(ATTIVITÀ DA SVOLGERE) Disponi tutti i record seguenti in un elenco numerato, una voce per riga, tralasciando le righe vuote. Escludi le immagini dalla risposta.

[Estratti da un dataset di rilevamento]
------------------------

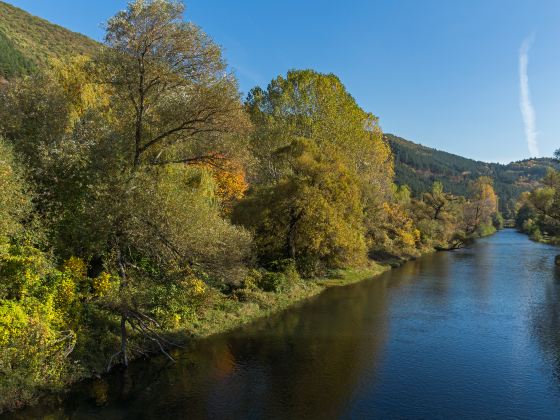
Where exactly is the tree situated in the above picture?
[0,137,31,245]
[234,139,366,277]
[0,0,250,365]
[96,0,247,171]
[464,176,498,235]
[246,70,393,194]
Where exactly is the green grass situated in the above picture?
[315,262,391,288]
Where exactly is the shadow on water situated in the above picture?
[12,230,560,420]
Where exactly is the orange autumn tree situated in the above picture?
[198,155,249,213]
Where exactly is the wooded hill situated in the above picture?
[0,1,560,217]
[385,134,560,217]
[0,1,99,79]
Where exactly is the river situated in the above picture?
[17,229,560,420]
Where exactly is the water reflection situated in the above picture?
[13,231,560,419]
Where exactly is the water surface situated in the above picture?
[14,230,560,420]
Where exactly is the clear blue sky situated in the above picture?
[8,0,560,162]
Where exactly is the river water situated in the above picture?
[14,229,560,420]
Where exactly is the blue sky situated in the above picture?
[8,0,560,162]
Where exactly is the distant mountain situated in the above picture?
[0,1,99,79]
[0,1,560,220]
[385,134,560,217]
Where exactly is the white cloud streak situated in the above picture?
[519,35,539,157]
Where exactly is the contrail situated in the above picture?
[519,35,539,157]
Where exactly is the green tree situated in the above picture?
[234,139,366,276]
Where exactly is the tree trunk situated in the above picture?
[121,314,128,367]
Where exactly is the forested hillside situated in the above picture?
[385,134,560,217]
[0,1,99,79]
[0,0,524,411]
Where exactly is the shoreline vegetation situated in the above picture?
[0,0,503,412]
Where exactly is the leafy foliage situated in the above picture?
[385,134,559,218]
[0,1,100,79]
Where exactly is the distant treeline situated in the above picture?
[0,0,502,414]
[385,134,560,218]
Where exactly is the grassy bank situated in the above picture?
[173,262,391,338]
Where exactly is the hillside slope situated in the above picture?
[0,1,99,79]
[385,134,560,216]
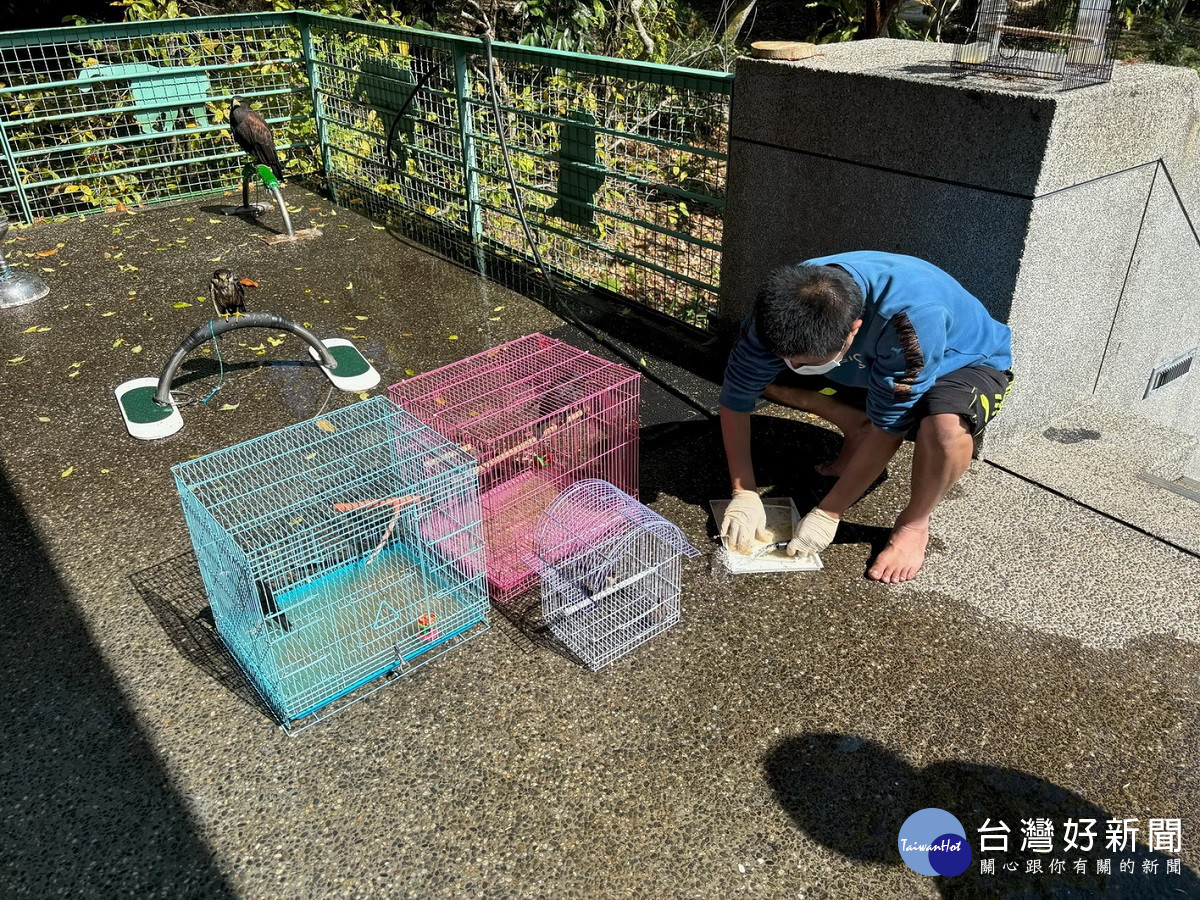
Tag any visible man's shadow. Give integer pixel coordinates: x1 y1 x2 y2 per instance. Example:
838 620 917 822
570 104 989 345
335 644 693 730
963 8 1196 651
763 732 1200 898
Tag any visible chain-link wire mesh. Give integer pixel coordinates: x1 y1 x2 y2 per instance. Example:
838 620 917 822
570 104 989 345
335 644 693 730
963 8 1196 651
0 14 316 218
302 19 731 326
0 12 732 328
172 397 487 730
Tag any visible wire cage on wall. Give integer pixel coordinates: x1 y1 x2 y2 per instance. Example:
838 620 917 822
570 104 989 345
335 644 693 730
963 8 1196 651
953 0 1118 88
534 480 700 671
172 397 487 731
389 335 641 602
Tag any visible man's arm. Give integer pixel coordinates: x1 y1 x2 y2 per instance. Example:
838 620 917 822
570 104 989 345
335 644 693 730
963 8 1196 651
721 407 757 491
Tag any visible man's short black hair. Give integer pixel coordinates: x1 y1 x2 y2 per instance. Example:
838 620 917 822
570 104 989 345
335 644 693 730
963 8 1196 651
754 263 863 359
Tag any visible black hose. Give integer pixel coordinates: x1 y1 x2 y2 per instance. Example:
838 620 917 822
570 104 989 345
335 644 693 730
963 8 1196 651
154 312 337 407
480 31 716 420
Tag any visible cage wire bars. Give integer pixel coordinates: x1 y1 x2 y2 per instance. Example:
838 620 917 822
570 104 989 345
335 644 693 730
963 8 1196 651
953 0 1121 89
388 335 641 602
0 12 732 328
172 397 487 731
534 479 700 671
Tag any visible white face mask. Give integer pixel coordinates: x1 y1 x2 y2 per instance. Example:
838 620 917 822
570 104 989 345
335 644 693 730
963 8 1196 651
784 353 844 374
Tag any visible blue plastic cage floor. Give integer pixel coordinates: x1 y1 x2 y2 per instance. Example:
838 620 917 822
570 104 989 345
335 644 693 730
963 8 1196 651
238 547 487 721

------------------------

(SOLUZIONE PROPOSTA)
1. Where exactly is the tree situated in the above picture?
2. [0,137,31,245]
3. [234,139,366,277]
4. [0,0,250,365]
5. [96,0,247,171]
6. [464,176,498,235]
7. [246,70,393,194]
8. Where exactly is the green grass situated in the above picture?
9. [315,262,391,288]
10. Where exactly is the shadow on water situated in the above picture?
11. [12,230,560,420]
12. Where exactly is the orange autumn tree situated in the above picture?
13. [198,155,249,213]
14. Where exactly is the wooded hill situated in the above picture?
15. [0,1,560,217]
16. [385,134,560,217]
17. [0,1,99,79]
18. Where exactly is the river situated in the above picture?
19. [17,229,560,420]
20. Where exactly is the water reflection situated in the above picture?
21. [13,231,560,419]
22. Where exactly is the water surface situated in the above picture?
23. [14,230,560,420]
24. Where exactly is the clear blue sky situated in the above picture?
25. [8,0,560,162]
26. Where exactly is the river water situated in the above picture?
27. [14,229,560,420]
28. Where exactly is the blue sky situated in the above picture?
29. [8,0,560,162]
30. Where exactly is the distant mountain situated in the above picture?
31. [0,1,99,79]
32. [0,1,560,220]
33. [385,134,560,217]
34. Where exactly is the white cloud streak situated in the above picture?
35. [519,35,539,157]
36. Where exactly is the contrail situated in the above picture?
37. [519,35,539,157]
38. Where exactly is the green tree situated in the above picture?
39. [234,139,366,276]
40. Where exactly is the tree trunk situated in the above picture?
41. [121,314,128,367]
42. Where exactly is the forested hillside situated in the above picture?
43. [385,134,560,217]
44. [0,1,99,79]
45. [0,0,524,411]
46. Where exactly is the shoreline vegetation situated in the above picture?
47. [0,0,503,412]
48. Where exactly is the leafy foliage situated in the above picture?
49. [385,134,559,218]
50. [0,1,100,79]
51. Where exactly is the distant treeline situated in the above picture?
52. [0,0,502,414]
53. [385,134,560,218]
54. Where exactly is the grassy bank situated in the above picture?
55. [173,262,391,338]
56. Where exactly is the hillside slope situated in the above picture?
57. [0,1,99,79]
58. [385,134,560,216]
59. Tag any visible man's shadow. Give integer pixel coordinates: x1 y1 x2 y2 per instance. Example:
60. 838 620 917 822
61. 570 104 989 345
62. 335 644 693 730
63. 963 8 1196 651
64. 763 732 1200 898
65. Tag any visible chain-link wire mesh. Give integer pixel coordinates: x1 y1 x2 y2 per instance. Example:
66. 838 620 917 822
67. 570 104 989 345
68. 335 644 693 730
69. 963 8 1196 651
70. 0 14 316 218
71. 302 19 731 326
72. 0 12 732 328
73. 172 397 487 730
74. Tag any visible wire cage on wall. Give integer pixel coordinates: x1 y1 x2 y2 per instance. Example:
75. 838 620 917 822
76. 570 104 989 345
77. 335 644 693 730
78. 963 8 1196 651
79. 953 0 1118 88
80. 534 480 700 671
81. 172 397 487 731
82. 389 335 641 602
83. Tag any visible man's arm. Give integer pixel coordinates: x1 y1 x2 y2 per instance. Example:
84. 838 620 917 822
85. 570 104 989 345
86. 335 644 693 730
87. 963 8 1196 651
88. 721 407 757 491
89. Tag any visible man's short black hair. Give integer pixel coordinates: x1 y1 x2 y2 per instance. Example:
90. 838 620 917 822
91. 570 104 989 345
92. 335 644 693 730
93. 963 8 1196 651
94. 754 263 863 359
95. Tag any visible black hose. Give integer pixel coordinates: x1 y1 x2 y2 per instance. Example:
96. 838 620 917 822
97. 570 104 989 345
98. 335 644 693 730
99. 963 8 1196 651
100. 154 312 337 407
101. 480 31 716 420
102. Tag any visible cage wire bars. Give integer pixel coordinates: x1 y1 x2 y2 per instance. Example:
103. 838 620 917 822
104. 570 104 989 345
105. 335 644 693 730
106. 963 8 1196 651
107. 953 0 1121 89
108. 388 335 641 602
109. 0 12 732 328
110. 172 397 487 731
111. 534 479 700 671
112. Tag any visible white face mask. Give integer pixel coordinates: x1 y1 x2 y2 per instance. Example:
113. 838 620 917 822
114. 570 104 989 345
115. 335 644 693 730
116. 963 8 1196 651
117. 784 353 844 374
118. Tag any visible blue plastic cage floor. Give integer pixel coordinates: x1 y1 x2 y2 per instance. Example:
119. 838 620 917 822
120. 570 104 989 345
121. 335 644 693 730
122. 963 8 1196 651
123. 238 547 487 721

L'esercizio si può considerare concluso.